ÉNONCÉ 1:
Relevez chaque ligne des enregistrements où figure la chaîne "coordinates", puis recopiez-la.
::: EXTRAIT À LIRE :::
Séance du vendredi 20 avril 2012 à 15h
57e législature - 3e année - 7e session - 39e séance

P 1788-A
Rapport de la commission des pétitions chargée d'étudier la pétition pour la survie de l'atelier Danse Manon Hotte/compagnie Virevolte
Rapport de M. Pascal Spuhler (MCG)

Débat

M. Pascal Spuhler (MCG), rapporteur. Mesdames et Messieurs les députés, cette pétition nous demandait simplement d'entrer en matière sur un complément de subvention pour l'Atelier Danse Manon Hotte - l'ADMH. Ce complément de subvention a finalement été accordé en novembre 2011 - ceux qui ont eu la patience de lire le rapport le savent - par le Conseil d'Etat. Vous allez peut-être me dire: mais alors pourquoi renvoyer cette pétition au Conseil d'Etat, si la demande est réalisée à ce jour ?! Eh bien la commission des pétitions - qui a auditionné non seulement les pétitionnaires, évidemment, mais également de nombreux acteurs de la fonction publique - se pose la question suivante par rapport à ce système de subventions: comment peut-on accréditer et subventionner une école qui travaillait auparavant dans le cadre privé afin qu'elle devienne une école officielle, certifiée et qualifiée pour dispenser des cours et des certificats de capacité de danseur - ce qui signifie donc reconnaître la qualité de cet Atelier Danse Manon Hotte - si nous lui imposons finalement par une complexité technocratique des conditions administratives et de structure importantes et que nous ne lui en donnons pas les moyens ? Qu'est-ce que cette machine à subventions, qui exige des conditions mais qui ne donne finalement pas la possibilité de les réaliser ? C'est donc la question que la commission se pose à propos de cette pétition, et nous aimerions demander au Conseil d'Etat de bien vouloir y réfléchir un peu et de nous trouver une solution efficace, parce qu'examiner ce genre d'objets engendre une telle perte de temps ! En effet, on se demande ce que l'on fait, bon Dieu, si l'on regarde par le petit bout de la lorgnette ce type de sujets, que l'on distribue des subventions finalement inutiles et que l'on impose des conditions qui sont irréalisables en fin de compte, si bien que nous devons refaire tout le travail à l'envers !

Mesdames et Messieurs les députés, je vous propose donc de renvoyer cette pétition au Conseil d'Etat et de poser clairement les questions suivantes: comment se passent ces attributions de subventions ? Est-ce que nous examinons bien et de manière efficace les demandes qui sont formulées ? Ne devrions-nous pas peut-être revoir un peu les conditions liées à ces subventions ?
::: LISTE DES ENREGISTREMENTS :::
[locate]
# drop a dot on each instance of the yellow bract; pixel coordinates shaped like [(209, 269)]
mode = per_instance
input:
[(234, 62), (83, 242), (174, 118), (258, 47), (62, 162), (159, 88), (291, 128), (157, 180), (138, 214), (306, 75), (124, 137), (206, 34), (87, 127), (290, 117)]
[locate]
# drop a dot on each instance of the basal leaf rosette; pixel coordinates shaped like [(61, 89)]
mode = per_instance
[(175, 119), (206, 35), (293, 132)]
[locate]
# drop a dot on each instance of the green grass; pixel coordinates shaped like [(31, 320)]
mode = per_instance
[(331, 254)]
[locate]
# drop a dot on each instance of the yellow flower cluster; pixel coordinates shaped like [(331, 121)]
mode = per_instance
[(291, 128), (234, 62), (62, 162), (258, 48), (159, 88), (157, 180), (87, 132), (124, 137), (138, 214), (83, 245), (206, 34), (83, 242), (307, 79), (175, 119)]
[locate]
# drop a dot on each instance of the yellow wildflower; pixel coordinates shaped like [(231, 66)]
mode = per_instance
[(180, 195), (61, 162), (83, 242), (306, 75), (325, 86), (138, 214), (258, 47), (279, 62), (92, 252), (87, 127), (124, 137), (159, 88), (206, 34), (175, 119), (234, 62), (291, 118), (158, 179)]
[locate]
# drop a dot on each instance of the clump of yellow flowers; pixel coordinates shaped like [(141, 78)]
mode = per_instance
:::
ÉNONCÉ 2:
Recopiez à l'identique le passage du compte rendu de séance qui commence aux mots "Séance du vendredi" et s'arrête après "de M. Pascal Spuhler (MCG)".

RÉSULTAT 1:
# drop a dot on each instance of the yellow bract; pixel coordinates shaped like [(209, 269)]
# drop a dot on each instance of the basal leaf rosette; pixel coordinates shaped like [(61, 89)]
# drop a dot on each instance of the green grass; pixel coordinates shaped like [(31, 320)]
# drop a dot on each instance of the yellow flower cluster; pixel coordinates shaped like [(331, 121)]
# drop a dot on each instance of the yellow wildflower; pixel coordinates shaped like [(231, 66)]
# drop a dot on each instance of the clump of yellow flowers; pixel coordinates shaped like [(141, 78)]

RÉSULTAT 2:
Séance du vendredi 20 avril 2012 à 15h
57e législature - 3e année - 7e session - 39e séance

P 1788-A
Rapport de la commission des pétitions chargée d'étudier la pétition pour la survie de l'atelier Danse Manon Hotte/compagnie Virevolte
Rapport de M. Pascal Spuhler (MCG)